## Source document
^^^^^^^^^^^^^^^^
Canon Pat Browne gave the following homily on Holy Thursday evening, during Mass of the Lord’s Supper at Holy Apostles, Pimlico, in central London.
When ISIS attacked Mosul in Northern Iraq the Christians in that city were given three choices: Convert to Islam. Pay a heavy tax. Leave immediately within 24 hours.
Almost every Christian fled that city immediately with only what they could carry. Among them was Martin, a young man preparing for the priesthood. He carried with him the Blessed Sacrament from the Tabernacle in his local Church. This reminded me of when I met Canon Hadfield who was Parish Priest here in in Pimlico for years.
When the old Church over beside Dolphin Square was bombed during the Second World War, Canon Hadfield went in among the ruins, retrieved the Blessed Sacrament from the Tabernacle and with bombs dropping all round him, he cycled over to Westminster Cathedral to place the sacrament into the safety of the tabernacle there.
I feel humbled to succeed such a man here in Pimlico and felt deeply privileged to have attended Martin’s ordination in Erbil when I visited Iraq last September with some Members of Parliament. All of Martin’s family had fled as refugees to the USA. He refused to go with them, saying he wanted to be ordained a priest and stay with his people in Iraq.
On this Holy Thursday night we can ask ourselves what is so special about this Sacrament that these two men in different circumstances risked their lives to protect and save it?
And maybe examine our own attitudes to something that is so special.
Now it is true that if either of those men got killed that would have been a greater tragedy than if the sacred hosts had been blown to bits in the tabernacle or as they rescued them. After all Christ not only lives in the Sacred Host. He lives in people as well. And whereas God cannot be hurt when we damage the host, he can only be shown disrespect; God can and is hurt when we hurt each other. How? Remember Christ became human. He took a human heart so that he could feel our joy but also our pain. God with a human heart and body can be hurt.
But back to the Sacrament which was instituted this night. What is so special about it, is that it is the way in which Jesus communicates himself to us. It is how he enters into our lives in a very personal and intimate way and becomes part of us. He makes his home in us and allows us to make our home in him. This is togetherness, oneness at its deepest level. It is Communion.
This is why, when we approach the altar for communion we should be focussed on what we are doing or rather what Jesus is doing for us., and reach out for him one hand on top of the other. As one of the saints said, we make our two hands into a throne onto which the King may come. Then we eat what has been given and take him into our lives. We are no longer two, but one.
Don’t get hooked up on how Jesus does this. How he is present to us; Transubstantiation and all that. Just believe. This is a deep mystery – the mystery of love.
^^^^^^^^^^^^^^^^
## Data section
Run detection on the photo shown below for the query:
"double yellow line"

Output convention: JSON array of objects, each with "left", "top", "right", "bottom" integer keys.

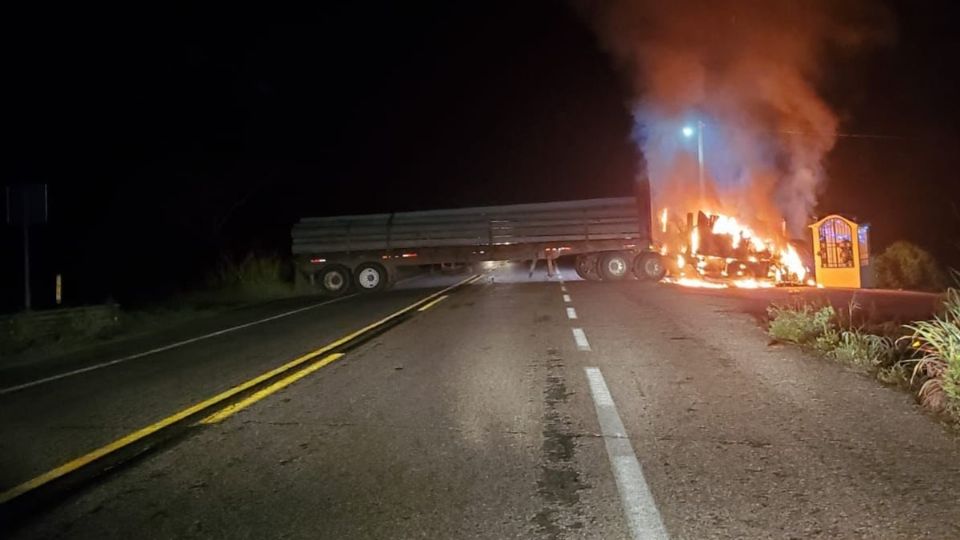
^^^^^^^^^^^^^^^^
## To-do list
a – In the Holy Thursday homily above, condense the paragraph beginning "When the old Church over beside Dolphin Square" into one shorter sentence that keeps its main facts.
b – Pick up the Holy Thursday homily after its final sentence and write what comes next.

## Answers below
a – After the old church beside Dolphin Square was bombed in the Second World War, Canon Hadfield took the Blessed Sacrament from the Tabernacle in the ruins and, with bombs falling around him, cycled it to the tabernacle at Westminster Cathedral.

b –
Just as those twelve apostles sat round the table with him the night before he died. We sit round this table with him here tonight and he gives himself to you and to me as really and truly as he gave himself to each one of them in this Bread and Wine.
It is a cause for great joy. My beloved comes to me. The greatest friend I will ever have. The one who understands me even more than I understand myself. The one who is totally faithful to me. He wants to be in my life. And he does this for me not because he has to, or because I deserve it, but because he loves me. This is a cause of great rejoicing.
It is because Canon Hadfield and the now young Father Martin appreciated this truth so much they could not let this sacrament be damaged or desecrated. That is why they rescued it from their respective churches.
Today we in Pimlico receive this gift of Jesus in Holy Communion week by week, some of us even day by day. There are no bombs around us thank God. We have the freedom to come and go as we wish. Not so for the Coptic Christians killed on Palm Sunday as they attended Mass. Let’s have the fervour and appreciation for what is on offer here.
This Holy Week Martin and some of his fellow Christians will have by now, made their way back to Eastern Mosul to reclaim their church. It may have no roof and the statues may have been smashed and the benches been broken, but the Easter they will celebrate there will be joyful, full of emotion, and full of fervour and faith.
At his ordination a member of Martin’s family gave me a little picture of him. I will put it on the altar for the rest of this Mass so that we in Pimlico can unite ourselves with our fellow Catholics in Iraq, Syria, Egypt and those other places where Christians have suffered so much but have remained faithful throughout their ordeal. May we be faithful too and may our love for our Lord be strengthened this night.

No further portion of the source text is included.